A few months ago, while skimming the Slashdot RSS feed, my attention was drawn to a post on the Netflix Prize.
Geeks will (should!) already have heard about this, but in short: the Netflix Prize is an online competition, in which each team needs to come up with a better movie rating prediction algorithm than the one Netflix is using (named CineMatch), better meaning achieving a 10% lower error rate. In case you're wondering why this is so interesting: Netflix is offering $1M to the first team able to do so.
However, the prize money wasn't the main reason for drawing my attention. At first, I figured "If it's worth $1M, it must be damn near impossible, right?". Well, maybe not...
The Slashdot post referred to an article in the New York Times, which briefly touched on the main statistical technique the top teams are mostly relying on, Singular Value Decomposition.
Singular Value Decomposition (SVD) tries to determine so called factors, in this case one factor for each user and movie. The idea is that each factor corresponds to an underlying trend in the data, which may (or may not) have an intuitive meaning, e.g. the amount of action in a movie or how much a user likes/dislikes romantic movies.
Each factor consist of a set of parameters, i.e. real values (e.g. there is 0.6 action in movie X, on a scale between 0 and 1). Combining the parameters of a user and movie, by summing the pair-wise products, should yield an accurate estimate of the user rating.
Because I've been using a strongly related technique in my Phd research, i.e. Principal Components Analysis (PCA), I figured I might actually have a small chance at coming up with a decent algorithm. So, I started looking into details.
Netflix provides a huge data set (~700MB) of user ratings for a set of movies. In total, there are just over 100 million user ratings from 480,109 different users, for 17,770 different movies.
The evaluation of the algorithm a brave soul comes up with is done by seeing how accurately they can predict user ratings for a quiz, i.e. a list of user/movie pairs with unknown corresponding user rating.
To avoid a brute force attack, each user is limited to one submission of an answer to the quiz each day, and only an overall error rate is returned.

After playing around with this for a while, I realized that using a technique like SVD or PCA is probably not the best way to tackle this.
The reason is simple: the sparsity of the data. If you think about the data set as a 480,189x17,770 matrix, then you quickly realize that the provided set of user ratings only fills in ~1.1% of the matrix elements.

* Written tasks
1. In the Netflix Prize post, what is the name of the rating prediction algorithm Netflix is using?
2. Reproduce the Netflix Prize post word for word, starting at "Netflix provides a" and ending at "corresponding user rating.".
The items come from a source separate from the Netflix Prize post.

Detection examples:
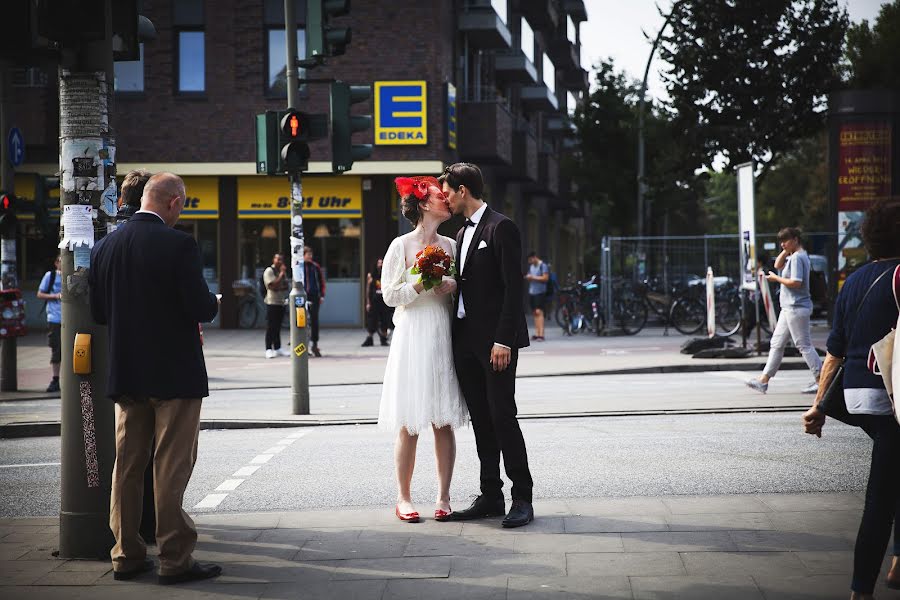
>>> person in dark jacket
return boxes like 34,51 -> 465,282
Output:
88,173 -> 222,584
803,199 -> 900,600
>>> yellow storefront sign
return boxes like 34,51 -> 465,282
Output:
238,175 -> 362,219
181,177 -> 219,219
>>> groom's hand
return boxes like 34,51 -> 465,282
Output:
491,344 -> 512,371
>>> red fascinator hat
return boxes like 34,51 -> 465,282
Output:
394,176 -> 441,200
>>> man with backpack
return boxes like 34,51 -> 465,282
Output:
525,251 -> 550,342
37,256 -> 62,393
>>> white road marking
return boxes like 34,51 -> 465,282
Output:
194,494 -> 228,508
231,467 -> 259,477
216,479 -> 244,492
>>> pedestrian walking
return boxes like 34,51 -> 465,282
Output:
803,200 -> 900,600
263,252 -> 291,358
37,256 -> 62,394
88,173 -> 222,584
747,227 -> 822,394
303,246 -> 325,357
362,258 -> 392,348
525,250 -> 550,342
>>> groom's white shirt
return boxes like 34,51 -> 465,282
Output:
456,202 -> 509,348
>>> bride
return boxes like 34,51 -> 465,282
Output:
378,177 -> 468,523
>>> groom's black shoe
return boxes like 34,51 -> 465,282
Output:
503,500 -> 534,529
446,495 -> 506,521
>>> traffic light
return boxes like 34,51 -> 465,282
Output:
306,0 -> 350,59
0,192 -> 18,237
331,81 -> 372,173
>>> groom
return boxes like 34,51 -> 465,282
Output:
439,163 -> 534,527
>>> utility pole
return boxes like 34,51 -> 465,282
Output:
0,60 -> 19,392
284,0 -> 309,415
59,0 -> 116,560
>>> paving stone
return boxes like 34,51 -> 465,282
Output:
622,531 -> 738,552
630,575 -> 768,600
662,496 -> 771,515
569,498 -> 670,517
666,513 -> 775,531
729,531 -> 853,552
294,537 -> 408,561
563,515 -> 669,533
681,552 -> 808,577
506,577 -> 632,600
514,533 -> 624,554
259,579 -> 384,600
404,535 -> 515,556
566,552 -> 685,577
450,553 -> 566,579
383,576 -> 507,600
324,556 -> 450,581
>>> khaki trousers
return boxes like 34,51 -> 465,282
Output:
109,397 -> 201,575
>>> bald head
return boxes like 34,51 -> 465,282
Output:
141,172 -> 185,227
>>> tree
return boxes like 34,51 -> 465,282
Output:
660,0 -> 848,167
846,0 -> 900,90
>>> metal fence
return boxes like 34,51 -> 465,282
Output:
598,233 -> 837,327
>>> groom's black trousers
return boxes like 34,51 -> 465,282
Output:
453,319 -> 533,502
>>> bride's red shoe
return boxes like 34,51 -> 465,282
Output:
394,505 -> 419,523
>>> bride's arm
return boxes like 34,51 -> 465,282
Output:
381,238 -> 419,307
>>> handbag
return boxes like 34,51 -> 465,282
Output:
817,268 -> 892,426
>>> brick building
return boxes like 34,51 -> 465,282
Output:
14,0 -> 590,327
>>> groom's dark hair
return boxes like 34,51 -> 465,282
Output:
438,163 -> 484,200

* Exercise answers
1. CineMatch

2.
Netflix provides a huge data set (~700MB) of user ratings for a set of movies. In total, there are just over 100 million user ratings from 480,109 different users, for 17,770 different movies.
The evaluation of the algorithm a brave soul comes up with is done by seeing how accurately they can predict user ratings for a quiz, i.e. a list of user/movie pairs with unknown corresponding user rating.